Brief: Retype all of the lines below with no changes.

Record extracts:
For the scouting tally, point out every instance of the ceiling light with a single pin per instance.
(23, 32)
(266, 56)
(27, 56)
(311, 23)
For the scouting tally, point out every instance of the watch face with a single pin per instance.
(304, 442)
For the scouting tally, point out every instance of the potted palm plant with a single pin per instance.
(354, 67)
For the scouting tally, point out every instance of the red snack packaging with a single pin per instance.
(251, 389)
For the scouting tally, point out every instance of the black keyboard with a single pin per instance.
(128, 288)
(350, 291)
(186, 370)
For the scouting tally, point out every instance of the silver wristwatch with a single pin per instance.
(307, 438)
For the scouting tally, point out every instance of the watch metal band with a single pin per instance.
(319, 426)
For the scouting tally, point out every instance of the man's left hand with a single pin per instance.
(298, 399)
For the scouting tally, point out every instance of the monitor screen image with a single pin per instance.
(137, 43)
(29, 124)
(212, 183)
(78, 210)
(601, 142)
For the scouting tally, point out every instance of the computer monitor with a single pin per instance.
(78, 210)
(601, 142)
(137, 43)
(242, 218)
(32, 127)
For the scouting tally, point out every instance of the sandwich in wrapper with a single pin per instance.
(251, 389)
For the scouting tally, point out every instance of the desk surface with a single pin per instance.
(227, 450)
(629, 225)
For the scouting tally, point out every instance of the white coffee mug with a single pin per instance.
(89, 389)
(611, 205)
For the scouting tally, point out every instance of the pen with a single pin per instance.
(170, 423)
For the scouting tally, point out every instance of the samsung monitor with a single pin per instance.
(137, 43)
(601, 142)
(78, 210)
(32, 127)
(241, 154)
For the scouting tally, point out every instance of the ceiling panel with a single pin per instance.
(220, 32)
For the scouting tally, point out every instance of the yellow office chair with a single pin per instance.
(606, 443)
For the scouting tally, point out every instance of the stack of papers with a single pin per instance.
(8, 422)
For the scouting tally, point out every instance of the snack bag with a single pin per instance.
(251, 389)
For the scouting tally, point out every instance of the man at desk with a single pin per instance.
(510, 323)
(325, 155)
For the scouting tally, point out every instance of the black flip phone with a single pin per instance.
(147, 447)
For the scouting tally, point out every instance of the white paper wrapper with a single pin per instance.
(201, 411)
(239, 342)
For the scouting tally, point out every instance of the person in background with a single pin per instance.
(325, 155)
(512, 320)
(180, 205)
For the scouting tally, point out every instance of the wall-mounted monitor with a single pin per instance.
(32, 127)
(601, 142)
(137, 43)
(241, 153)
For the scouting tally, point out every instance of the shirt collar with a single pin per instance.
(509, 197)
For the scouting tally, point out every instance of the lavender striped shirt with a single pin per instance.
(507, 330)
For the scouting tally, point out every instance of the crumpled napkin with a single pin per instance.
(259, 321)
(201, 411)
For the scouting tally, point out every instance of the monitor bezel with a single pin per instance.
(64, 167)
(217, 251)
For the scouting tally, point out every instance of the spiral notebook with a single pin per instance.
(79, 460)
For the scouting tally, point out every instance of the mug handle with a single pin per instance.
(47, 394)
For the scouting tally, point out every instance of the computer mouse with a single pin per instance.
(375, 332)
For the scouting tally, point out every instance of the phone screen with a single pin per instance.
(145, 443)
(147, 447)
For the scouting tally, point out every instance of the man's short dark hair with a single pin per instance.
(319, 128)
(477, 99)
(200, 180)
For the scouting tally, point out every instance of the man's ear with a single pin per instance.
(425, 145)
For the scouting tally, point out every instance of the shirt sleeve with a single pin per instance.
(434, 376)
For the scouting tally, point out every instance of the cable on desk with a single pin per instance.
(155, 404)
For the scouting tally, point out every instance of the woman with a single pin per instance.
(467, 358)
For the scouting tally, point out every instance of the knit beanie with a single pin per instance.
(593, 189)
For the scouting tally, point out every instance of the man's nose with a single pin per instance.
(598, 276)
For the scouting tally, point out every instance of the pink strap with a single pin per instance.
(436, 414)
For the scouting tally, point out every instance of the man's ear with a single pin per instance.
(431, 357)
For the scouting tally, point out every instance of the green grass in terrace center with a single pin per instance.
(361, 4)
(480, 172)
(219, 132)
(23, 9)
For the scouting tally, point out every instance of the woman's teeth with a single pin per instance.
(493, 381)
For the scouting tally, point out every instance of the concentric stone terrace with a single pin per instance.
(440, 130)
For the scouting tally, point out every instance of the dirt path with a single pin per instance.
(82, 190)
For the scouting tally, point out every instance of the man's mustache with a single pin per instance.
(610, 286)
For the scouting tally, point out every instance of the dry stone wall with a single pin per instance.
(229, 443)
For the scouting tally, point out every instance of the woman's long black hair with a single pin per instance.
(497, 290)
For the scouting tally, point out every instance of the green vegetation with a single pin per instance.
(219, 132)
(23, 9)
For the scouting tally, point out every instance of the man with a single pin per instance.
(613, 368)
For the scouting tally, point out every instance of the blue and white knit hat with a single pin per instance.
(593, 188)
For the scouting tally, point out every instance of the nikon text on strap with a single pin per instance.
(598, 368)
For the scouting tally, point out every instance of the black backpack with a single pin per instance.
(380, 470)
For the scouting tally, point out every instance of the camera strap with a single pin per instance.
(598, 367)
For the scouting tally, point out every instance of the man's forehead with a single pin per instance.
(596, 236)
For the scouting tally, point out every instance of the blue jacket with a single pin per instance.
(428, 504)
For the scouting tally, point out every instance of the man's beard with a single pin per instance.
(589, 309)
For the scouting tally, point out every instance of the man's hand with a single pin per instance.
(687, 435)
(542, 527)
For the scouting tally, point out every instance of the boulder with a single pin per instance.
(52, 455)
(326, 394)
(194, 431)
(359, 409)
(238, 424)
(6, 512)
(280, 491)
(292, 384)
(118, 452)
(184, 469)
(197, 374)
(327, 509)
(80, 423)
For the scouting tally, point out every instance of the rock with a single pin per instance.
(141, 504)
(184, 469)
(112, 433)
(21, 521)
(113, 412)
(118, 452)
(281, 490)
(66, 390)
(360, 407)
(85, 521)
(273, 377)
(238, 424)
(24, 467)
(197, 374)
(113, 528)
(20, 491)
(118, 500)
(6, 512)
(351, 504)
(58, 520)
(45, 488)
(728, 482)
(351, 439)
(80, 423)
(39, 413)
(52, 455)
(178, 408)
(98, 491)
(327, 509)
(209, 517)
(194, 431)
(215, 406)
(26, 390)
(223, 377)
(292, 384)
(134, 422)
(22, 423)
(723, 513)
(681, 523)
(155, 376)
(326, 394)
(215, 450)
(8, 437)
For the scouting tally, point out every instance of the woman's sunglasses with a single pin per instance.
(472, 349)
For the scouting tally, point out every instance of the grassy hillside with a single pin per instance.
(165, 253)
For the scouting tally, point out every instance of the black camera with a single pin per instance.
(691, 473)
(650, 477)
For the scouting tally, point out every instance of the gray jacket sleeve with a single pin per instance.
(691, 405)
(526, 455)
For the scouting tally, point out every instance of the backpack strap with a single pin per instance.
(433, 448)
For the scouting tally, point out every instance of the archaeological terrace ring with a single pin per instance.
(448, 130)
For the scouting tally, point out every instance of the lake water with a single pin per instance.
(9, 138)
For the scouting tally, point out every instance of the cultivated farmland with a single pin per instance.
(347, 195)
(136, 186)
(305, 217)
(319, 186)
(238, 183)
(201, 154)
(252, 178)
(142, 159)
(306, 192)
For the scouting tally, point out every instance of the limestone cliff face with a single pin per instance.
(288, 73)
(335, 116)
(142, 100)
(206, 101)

Written reply:
For the scouting tally, point out every instance of the ceiling light with a single pin per instance.
(23, 32)
(266, 56)
(27, 56)
(311, 23)
For the scouting tally, point out every instance of the watch face with a single pin per instance.
(304, 442)
For the scouting tally, point out every instance of the potted palm plant with a single pin per instance.
(354, 67)
For the scouting tally, point out every instance of the red snack packaging with a single pin per instance.
(251, 389)
For the scouting tally, point out every instance of the black keyboard with a single pin per instance.
(128, 288)
(350, 291)
(186, 370)
For the scouting tally, point out every instance of the silver wristwatch with a single pin per instance.
(307, 438)
For the scouting tally, point out every instance of the watch metal band with a single pin per instance.
(319, 426)
For the scouting tally, point out every instance of the man's left hand with a single pin per instance.
(298, 399)
For the scouting tally, point out every instance of the monitor screen image with a single pin per instance.
(137, 43)
(29, 124)
(212, 183)
(78, 210)
(601, 142)
For the scouting tally, point out every instance of the computer monitor with a single pin per instance.
(78, 210)
(601, 142)
(137, 43)
(242, 218)
(32, 127)
For the scouting tally, point out every instance of the sandwich in wrapper with a single pin per instance.
(251, 389)
For the scouting tally, point out every instance of the desk surface with a single pin per instance.
(227, 450)
(629, 225)
For the scouting tally, point out every instance of the white coffee mug with a single pin per instance.
(89, 389)
(611, 205)
For the scouting tally, point out every instance of the pen with a single pin per instance.
(170, 423)
For the scouting tally, point out every instance of the samsung monitor with a single pin per instance.
(137, 43)
(601, 142)
(78, 210)
(32, 127)
(241, 154)
For the scouting tally, point out every instance of the ceiling panel with a single pin per instance.
(220, 32)
For the scouting tally, point out every instance of the yellow office chair with a single pin per instance.
(606, 443)
For the scouting tally, point out every instance of the stack of papers with a single pin per instance.
(8, 422)
For the scouting tally, point out every instance of the snack bag with a single pin per instance.
(251, 389)
For the scouting tally, point out every instance of the man at desk with a single pin per instance.
(510, 323)
(325, 155)
For the scouting tally, point out every instance of the black flip phone with a single pin per instance.
(147, 447)
For the scouting tally, point out every instance of the white paper wrapper with a single pin per instance.
(201, 411)
(239, 342)
For the scouting tally, point out every instance of the person in background with a single pin per instance.
(325, 155)
(512, 320)
(180, 205)
For the scouting tally, point out every instance of the wall-mounted monitor with a single pin per instance.
(32, 127)
(601, 142)
(137, 43)
(241, 153)
For the scouting tally, point out every instance of the shirt collar with a single pin per instance.
(509, 197)
For the scouting tally, point out every instance of the lavender striped shirt with a single pin per instance.
(507, 330)
For the scouting tally, point out every instance of the crumpled napkin with a single pin per instance.
(259, 321)
(201, 411)
For the scouting tally, point out every instance of the monitor bezel with a single pin per instance.
(64, 167)
(217, 251)
For the scouting tally, point out every instance of the spiral notebook with a single pin per instance.
(79, 460)
For the scouting tally, point out every instance of the mug handle with a single pin per instance.
(47, 394)
For the scouting tally, point out every instance of the computer mouse with a single pin per instance.
(375, 332)
For the scouting tally, point out every instance of the phone screen with a single pin per instance.
(145, 443)
(147, 447)
For the scouting tally, point out every instance of the man's short dark hair with a single pin per instance.
(319, 128)
(477, 99)
(200, 180)
For the scouting tally, point out every instance of the man's ear with a single pin per instance.
(425, 145)
For the scouting tally, point out every instance of the shirt sleeve with a single pin per instance.
(434, 376)
For the scouting tally, point out every instance of the cable on desk with a single pin per instance.
(155, 404)
For the scouting tally, point out every instance of the woman with a single pin per instance.
(467, 358)
For the scouting tally, point out every instance of the knit beanie with a single pin per instance.
(593, 189)
For the scouting tally, point out every instance of the man's nose with a single pin per instance.
(598, 276)
For the scouting tally, point out every instance of the pink strap with a single pin per instance.
(436, 414)
For the scouting tally, point out every instance of the man's ear with a single pin per instance.
(431, 357)
For the scouting tally, point out every instance of the green grass in terrace center with a single pin per instance.
(361, 4)
(480, 172)
(219, 132)
(23, 9)
For the scouting tally, point out every instance of the woman's teeth with a single pin per instance.
(493, 381)
For the scouting tally, point out every instance of the concentric stone terrace with a single pin per instance.
(440, 130)
For the scouting tally, point out every instance of the dirt path with a single pin per instance.
(82, 190)
For the scouting tally, point out every instance of the man's mustache with a single pin per instance.
(610, 286)
For the scouting tally, point out every instance of the dry stone wall with a single pin per instance.
(229, 443)
For the scouting tally, point out every instance of the woman's long black hair with a single pin per instance.
(497, 290)
For the scouting tally, point out every instance of the green vegetation with a single pin per instance.
(219, 132)
(23, 9)
For the scouting tally, point out every instance of the man with a single pin per instance.
(613, 368)
For the scouting tally, point out every instance of the blue and white knit hat with a single pin per instance.
(593, 188)
For the scouting tally, point out every instance of the nikon text on strap with a single pin per instance.
(598, 368)
For the scouting tally, point out every instance of the black backpack with a single pin per instance.
(380, 470)
For the scouting tally, point out every instance of the camera strap with a single pin per instance.
(598, 367)
For the scouting tally, point out every instance of the man's forehead with a single pin per instance.
(596, 236)
For the scouting tally, point out every instance of the blue jacket with a single pin per instance.
(428, 504)
For the scouting tally, point out every instance of the man's beard with a single pin per instance.
(589, 309)
For the scouting tally, point out every instance of the man's hand with a single pin per instance.
(687, 435)
(542, 527)
For the scouting tally, point out every instance of the boulder with a single pin per instance.
(52, 455)
(326, 394)
(194, 431)
(359, 409)
(238, 424)
(6, 512)
(280, 491)
(292, 384)
(118, 452)
(184, 469)
(197, 374)
(327, 509)
(80, 423)
For the scouting tally, point out every instance of the rock with a single pin per instance.
(141, 504)
(184, 469)
(112, 433)
(21, 521)
(113, 412)
(118, 452)
(281, 490)
(66, 390)
(360, 407)
(85, 521)
(273, 377)
(238, 424)
(24, 467)
(197, 374)
(113, 528)
(20, 491)
(118, 500)
(6, 512)
(351, 504)
(58, 520)
(45, 488)
(728, 482)
(351, 439)
(80, 423)
(39, 413)
(52, 455)
(178, 408)
(98, 491)
(327, 509)
(209, 517)
(194, 431)
(215, 406)
(26, 390)
(223, 377)
(292, 384)
(134, 422)
(22, 423)
(723, 513)
(681, 523)
(155, 376)
(326, 394)
(215, 450)
(8, 437)
For the scouting tally, point out every instance of the woman's sunglasses with a single pin per instance.
(472, 349)
For the scouting tally, point out every instance of the grassy hillside with a single pin per instance.
(165, 253)
For the scouting tally, point out every instance of the black camera with a single pin per instance.
(691, 473)
(650, 477)
For the scouting tally, point out every instance of the gray jacket sleeve with a single pin per instance.
(691, 405)
(526, 455)
For the scouting tally, point out every instance of the backpack strap with a single pin per instance.
(433, 448)
For the scouting tally, point out every instance of the archaeological terrace ring with a single pin per instance.
(448, 130)
For the scouting tally, point out every instance of the lake water with a single pin per instance.
(9, 138)
For the scouting tally, point out every instance of the cultivated farmland with a single pin per instance.
(347, 195)
(136, 186)
(305, 217)
(319, 186)
(238, 183)
(201, 154)
(252, 178)
(142, 159)
(306, 192)
For the scouting tally, point out every instance of the limestone cliff face with a single pin per instance.
(288, 73)
(335, 116)
(142, 100)
(206, 101)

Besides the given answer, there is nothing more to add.